= Extracted text =
Loss is one of the most difficult human experiences. The feelings are often overwhelming, painful, and difficult to cope with. Grief is the natural response to experiencing a loss—whether it’s the death of a loved one, a health issue, or financial or work-related losses. One of the hardest parts about grieving is that it can feel as though it has no end. When you have experienced a great loss, you may often feel like you will never get over it – as if the pain will never go away and the thoughts that bring you sadness will never subside.
People in our communities have experienced a lot of grief over the last two years. There have been many losses related to health and illness. And there have been many losses with respect to finances and employment.
Although the amount of time spent grieving varies from person to person, the pain of loss does lessen with time. Depending on the circumstances and the type of loss you suffered, you may still think about it months or years later, and the memories may bring you deep sadness, but time really does provide some healing. However, even if you’re in the midst of the most difficult period in your grieving, there are a few strategies that can help you get through the lows. We’ll discuss these coping skills below.
Avoid ignoring the pain. This could make the grieving process last longer.
It’s important to talk about your loss with someone or express your pain in some way.
Bottling up feelings can lead to more intense feelings of sadness and despair. With time, these intense feelings can turn into anger or even apathy. Apathy occurs when emotions are so overwhelming that you might cope by detaching yourself from your own emotions. This can lead to an inability to feel sadness or other negative emotions. But the numbing also means you won’t feel happiness or other positive feelings either. This can occur when you bottle up feelings for long periods. Ignoring the pain can also lead to unhealthy coping mechanisms such as substance abuse.

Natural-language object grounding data
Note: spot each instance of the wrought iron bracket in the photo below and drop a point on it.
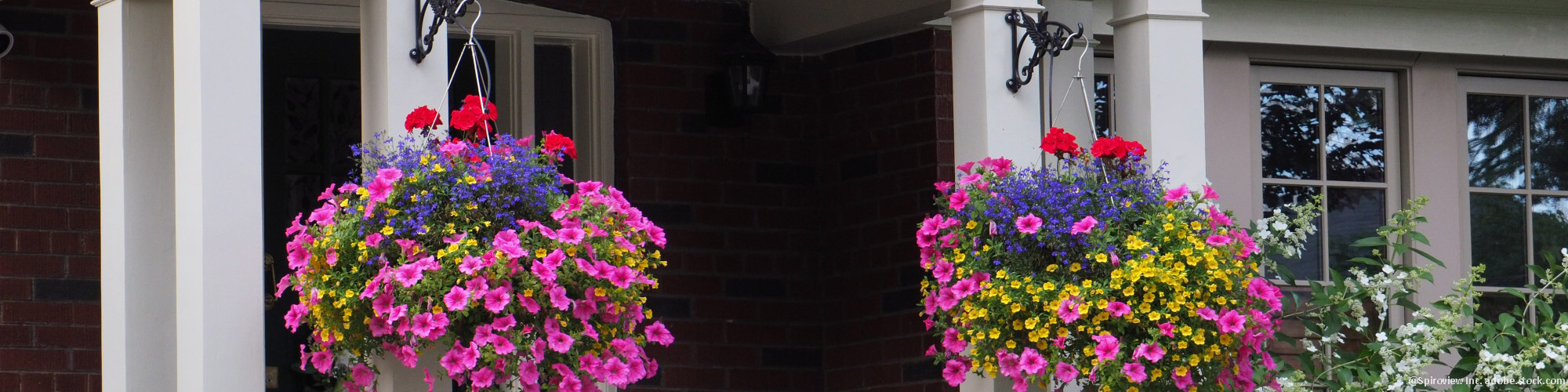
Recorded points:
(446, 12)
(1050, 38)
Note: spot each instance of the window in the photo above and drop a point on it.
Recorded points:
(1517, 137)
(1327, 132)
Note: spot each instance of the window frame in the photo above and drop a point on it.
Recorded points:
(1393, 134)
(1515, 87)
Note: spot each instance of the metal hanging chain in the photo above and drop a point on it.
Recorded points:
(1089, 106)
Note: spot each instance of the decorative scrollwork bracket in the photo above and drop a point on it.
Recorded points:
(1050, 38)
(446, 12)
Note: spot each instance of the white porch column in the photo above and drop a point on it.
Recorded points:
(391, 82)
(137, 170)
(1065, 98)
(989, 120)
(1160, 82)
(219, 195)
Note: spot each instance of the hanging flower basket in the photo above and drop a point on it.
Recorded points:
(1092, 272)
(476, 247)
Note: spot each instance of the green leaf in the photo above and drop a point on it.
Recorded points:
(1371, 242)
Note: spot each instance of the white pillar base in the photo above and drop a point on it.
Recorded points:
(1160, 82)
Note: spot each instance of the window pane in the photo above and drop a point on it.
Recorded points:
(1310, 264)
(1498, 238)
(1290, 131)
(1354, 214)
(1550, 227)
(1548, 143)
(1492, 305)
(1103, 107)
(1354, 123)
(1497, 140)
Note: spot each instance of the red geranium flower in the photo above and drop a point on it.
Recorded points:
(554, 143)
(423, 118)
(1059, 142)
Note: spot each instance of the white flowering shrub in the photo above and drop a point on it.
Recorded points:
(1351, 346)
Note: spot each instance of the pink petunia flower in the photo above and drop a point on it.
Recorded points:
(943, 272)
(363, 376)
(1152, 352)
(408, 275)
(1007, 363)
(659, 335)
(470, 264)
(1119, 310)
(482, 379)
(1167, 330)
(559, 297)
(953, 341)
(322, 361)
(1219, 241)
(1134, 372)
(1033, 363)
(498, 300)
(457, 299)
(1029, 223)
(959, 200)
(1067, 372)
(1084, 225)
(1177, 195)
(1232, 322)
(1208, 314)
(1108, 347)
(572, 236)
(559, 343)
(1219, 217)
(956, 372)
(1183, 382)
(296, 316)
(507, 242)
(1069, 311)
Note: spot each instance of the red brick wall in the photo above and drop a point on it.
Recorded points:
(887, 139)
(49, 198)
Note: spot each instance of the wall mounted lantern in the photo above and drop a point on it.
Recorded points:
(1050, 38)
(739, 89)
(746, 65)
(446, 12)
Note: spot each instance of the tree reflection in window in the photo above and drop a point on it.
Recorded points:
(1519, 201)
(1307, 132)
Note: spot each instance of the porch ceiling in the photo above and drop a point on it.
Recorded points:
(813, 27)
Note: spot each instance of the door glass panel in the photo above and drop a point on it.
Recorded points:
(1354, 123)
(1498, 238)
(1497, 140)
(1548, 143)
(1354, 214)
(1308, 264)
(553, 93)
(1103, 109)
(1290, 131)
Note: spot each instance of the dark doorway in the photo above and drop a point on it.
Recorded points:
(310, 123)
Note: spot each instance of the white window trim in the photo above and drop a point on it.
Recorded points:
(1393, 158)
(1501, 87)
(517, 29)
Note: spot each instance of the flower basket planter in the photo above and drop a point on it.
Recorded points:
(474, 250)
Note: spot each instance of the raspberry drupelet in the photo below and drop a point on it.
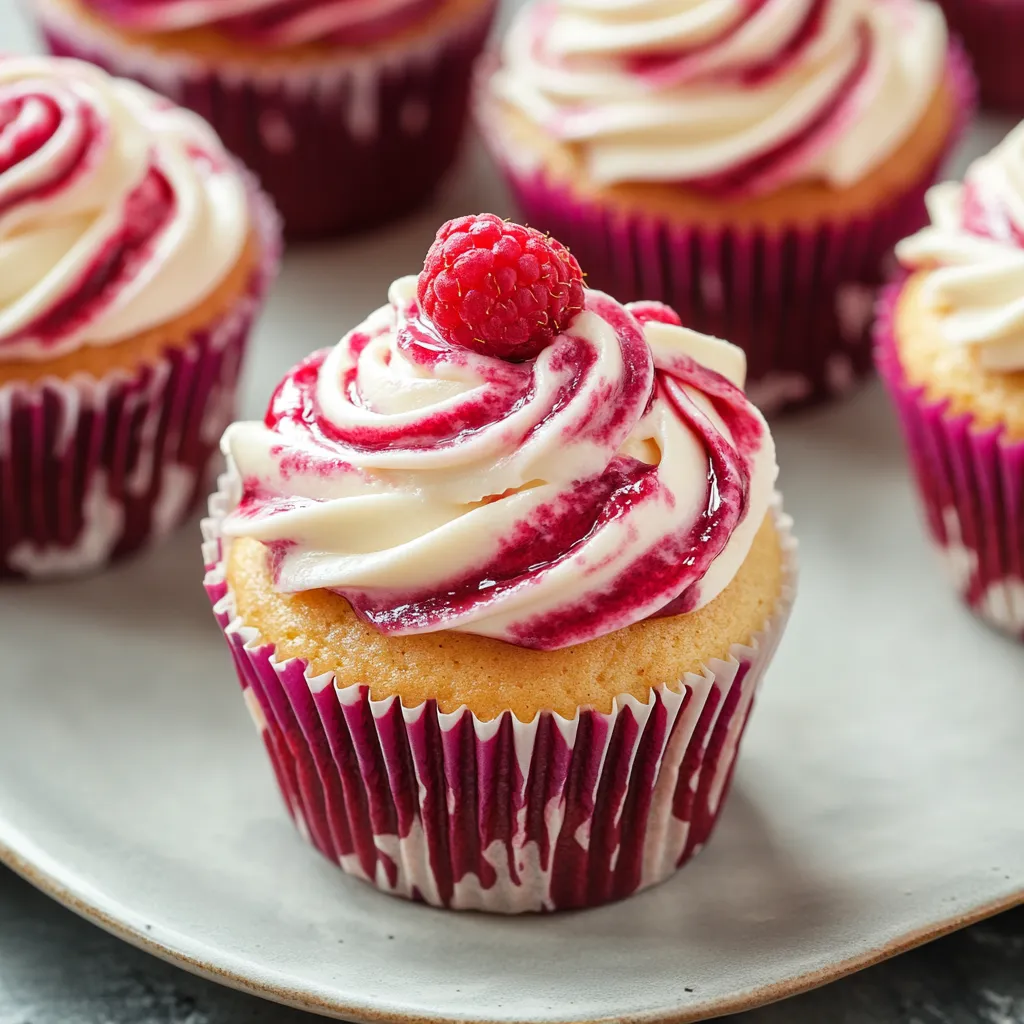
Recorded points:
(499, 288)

= Task requirements =
1) In the text on grief, what can apathy lead to?
2) List the kinds of loss that the text on grief gives as examples in its first paragraph.

= Response list =
1) An inability to feel sadness or other negative emotions, and also no happiness or other positive feelings.

2)
- The death of a loved one
- A health issue
- Financial losses
- Work-related losses